▶ **TASK**
Please pull out every line in the data below that contains the string "background", and copy each one in full. Case counts.

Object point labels
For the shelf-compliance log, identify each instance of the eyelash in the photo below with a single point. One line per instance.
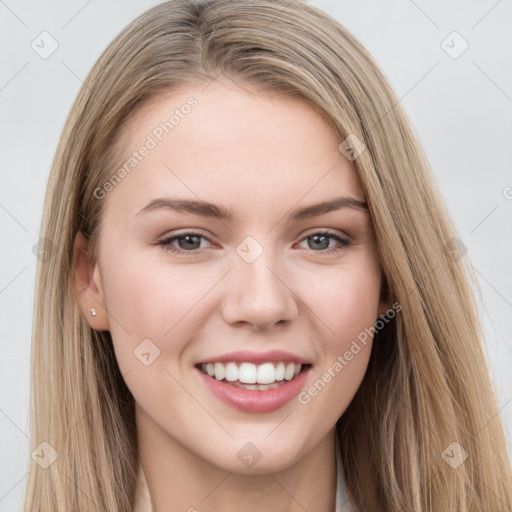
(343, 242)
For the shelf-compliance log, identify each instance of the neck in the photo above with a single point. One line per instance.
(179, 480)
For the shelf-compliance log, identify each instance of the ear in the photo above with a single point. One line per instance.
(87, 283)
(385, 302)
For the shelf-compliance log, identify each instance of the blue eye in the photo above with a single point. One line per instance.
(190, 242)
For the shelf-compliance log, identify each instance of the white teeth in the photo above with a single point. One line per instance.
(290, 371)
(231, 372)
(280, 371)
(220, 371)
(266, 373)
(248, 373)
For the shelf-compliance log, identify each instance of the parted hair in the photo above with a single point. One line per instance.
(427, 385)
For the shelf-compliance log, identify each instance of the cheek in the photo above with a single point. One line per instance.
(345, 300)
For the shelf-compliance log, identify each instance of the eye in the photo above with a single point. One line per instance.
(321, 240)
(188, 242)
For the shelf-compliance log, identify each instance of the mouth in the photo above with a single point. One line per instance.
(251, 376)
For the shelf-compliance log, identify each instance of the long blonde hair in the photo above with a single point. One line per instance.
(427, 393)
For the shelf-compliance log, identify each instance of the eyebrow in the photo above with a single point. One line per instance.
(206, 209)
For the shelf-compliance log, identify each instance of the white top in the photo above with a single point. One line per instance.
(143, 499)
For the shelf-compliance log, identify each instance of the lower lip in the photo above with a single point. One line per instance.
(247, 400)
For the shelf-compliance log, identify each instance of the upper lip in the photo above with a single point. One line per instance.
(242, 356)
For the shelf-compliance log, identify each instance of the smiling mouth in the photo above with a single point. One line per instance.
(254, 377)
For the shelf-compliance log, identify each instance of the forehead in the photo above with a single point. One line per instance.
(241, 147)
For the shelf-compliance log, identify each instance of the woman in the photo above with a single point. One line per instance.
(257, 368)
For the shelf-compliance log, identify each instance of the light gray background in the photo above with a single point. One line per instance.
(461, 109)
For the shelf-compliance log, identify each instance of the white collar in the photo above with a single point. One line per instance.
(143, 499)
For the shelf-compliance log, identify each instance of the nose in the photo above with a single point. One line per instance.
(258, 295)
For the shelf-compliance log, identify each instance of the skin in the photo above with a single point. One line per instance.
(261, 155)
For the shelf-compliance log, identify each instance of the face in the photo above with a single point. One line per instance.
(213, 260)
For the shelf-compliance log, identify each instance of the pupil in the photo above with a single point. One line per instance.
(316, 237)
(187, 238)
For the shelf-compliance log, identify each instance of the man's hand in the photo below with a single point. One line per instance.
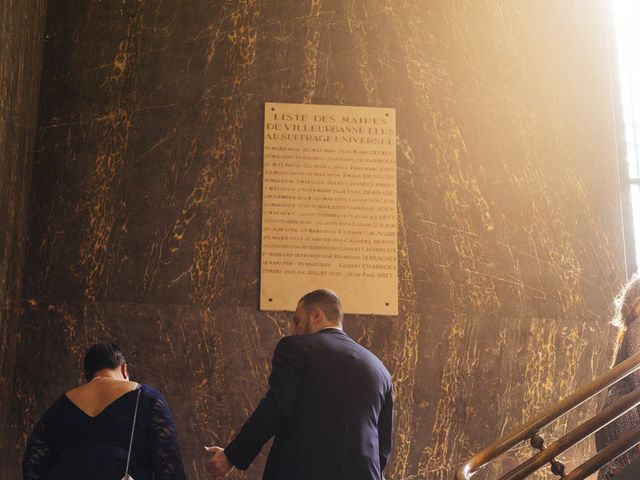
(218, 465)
---
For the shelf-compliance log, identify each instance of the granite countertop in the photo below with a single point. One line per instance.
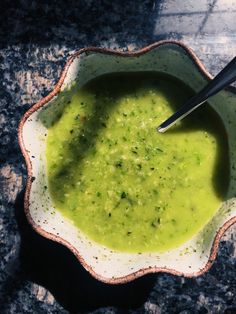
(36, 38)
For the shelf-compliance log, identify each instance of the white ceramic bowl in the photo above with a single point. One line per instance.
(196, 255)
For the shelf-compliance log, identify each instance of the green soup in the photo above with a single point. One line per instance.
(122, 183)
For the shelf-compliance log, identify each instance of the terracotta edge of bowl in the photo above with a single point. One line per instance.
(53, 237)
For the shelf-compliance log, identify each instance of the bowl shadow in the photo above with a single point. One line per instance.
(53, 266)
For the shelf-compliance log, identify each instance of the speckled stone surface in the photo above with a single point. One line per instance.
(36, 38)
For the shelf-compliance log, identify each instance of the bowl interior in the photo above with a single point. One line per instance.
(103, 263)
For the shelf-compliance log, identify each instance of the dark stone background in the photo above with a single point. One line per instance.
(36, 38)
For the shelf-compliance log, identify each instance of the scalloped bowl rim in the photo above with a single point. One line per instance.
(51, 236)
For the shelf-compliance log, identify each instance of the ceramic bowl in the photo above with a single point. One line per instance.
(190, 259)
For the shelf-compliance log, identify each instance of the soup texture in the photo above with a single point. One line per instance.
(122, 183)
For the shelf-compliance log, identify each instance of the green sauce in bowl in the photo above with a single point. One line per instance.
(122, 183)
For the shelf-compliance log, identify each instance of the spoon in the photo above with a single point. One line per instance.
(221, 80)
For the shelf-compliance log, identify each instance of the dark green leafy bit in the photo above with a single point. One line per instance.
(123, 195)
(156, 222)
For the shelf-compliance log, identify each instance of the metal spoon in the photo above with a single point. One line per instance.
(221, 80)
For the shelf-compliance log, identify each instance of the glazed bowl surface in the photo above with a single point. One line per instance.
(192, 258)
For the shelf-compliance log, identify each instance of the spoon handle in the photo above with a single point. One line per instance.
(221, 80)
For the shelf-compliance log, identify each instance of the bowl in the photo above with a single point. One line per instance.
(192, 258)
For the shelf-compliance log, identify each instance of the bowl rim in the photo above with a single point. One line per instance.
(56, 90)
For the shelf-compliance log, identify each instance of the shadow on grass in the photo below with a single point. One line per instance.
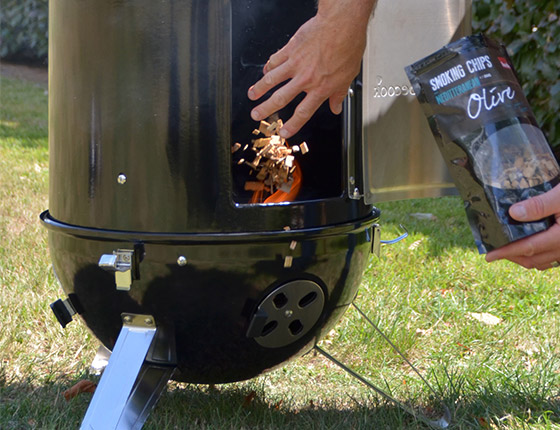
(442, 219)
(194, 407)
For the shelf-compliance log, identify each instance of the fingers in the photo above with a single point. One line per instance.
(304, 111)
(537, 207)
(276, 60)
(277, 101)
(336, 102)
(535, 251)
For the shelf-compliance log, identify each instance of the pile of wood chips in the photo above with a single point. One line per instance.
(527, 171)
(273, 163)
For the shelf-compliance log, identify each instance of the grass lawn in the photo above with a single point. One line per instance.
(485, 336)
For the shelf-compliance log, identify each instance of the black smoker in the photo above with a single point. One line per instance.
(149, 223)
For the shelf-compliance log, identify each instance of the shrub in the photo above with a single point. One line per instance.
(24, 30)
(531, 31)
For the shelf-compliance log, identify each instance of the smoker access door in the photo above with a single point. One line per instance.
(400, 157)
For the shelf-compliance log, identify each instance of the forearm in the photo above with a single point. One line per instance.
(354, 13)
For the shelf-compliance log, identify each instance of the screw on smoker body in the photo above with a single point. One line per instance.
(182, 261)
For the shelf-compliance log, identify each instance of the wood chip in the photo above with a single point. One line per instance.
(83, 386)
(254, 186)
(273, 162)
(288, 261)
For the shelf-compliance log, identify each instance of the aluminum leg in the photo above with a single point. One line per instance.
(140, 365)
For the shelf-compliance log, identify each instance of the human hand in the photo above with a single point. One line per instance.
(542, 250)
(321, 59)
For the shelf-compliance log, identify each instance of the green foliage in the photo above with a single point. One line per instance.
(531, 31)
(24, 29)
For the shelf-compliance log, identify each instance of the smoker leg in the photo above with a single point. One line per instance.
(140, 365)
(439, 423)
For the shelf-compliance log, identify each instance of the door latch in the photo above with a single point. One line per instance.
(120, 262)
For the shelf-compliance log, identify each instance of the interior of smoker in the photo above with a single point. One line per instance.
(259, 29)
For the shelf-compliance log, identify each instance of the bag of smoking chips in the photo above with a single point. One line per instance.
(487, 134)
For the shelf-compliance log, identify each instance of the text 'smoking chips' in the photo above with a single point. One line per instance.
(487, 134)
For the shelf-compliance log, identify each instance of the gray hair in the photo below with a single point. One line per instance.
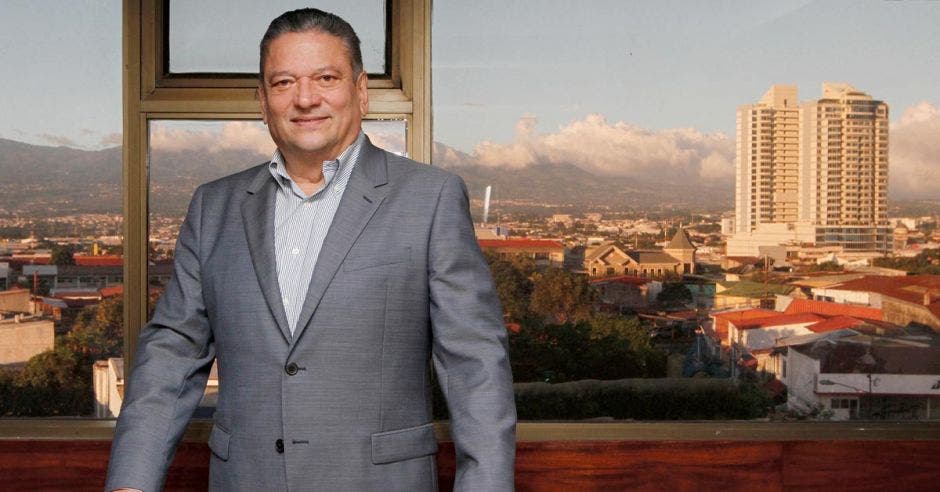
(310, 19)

▶ **ANSWER**
For the shelf-compliance log, identify each instance of the light gray background in the photo above with a single point. One line per instance.
For the shelf-compliance log, identify each instance of the dark stone background in the photo above with a single point. One line per instance.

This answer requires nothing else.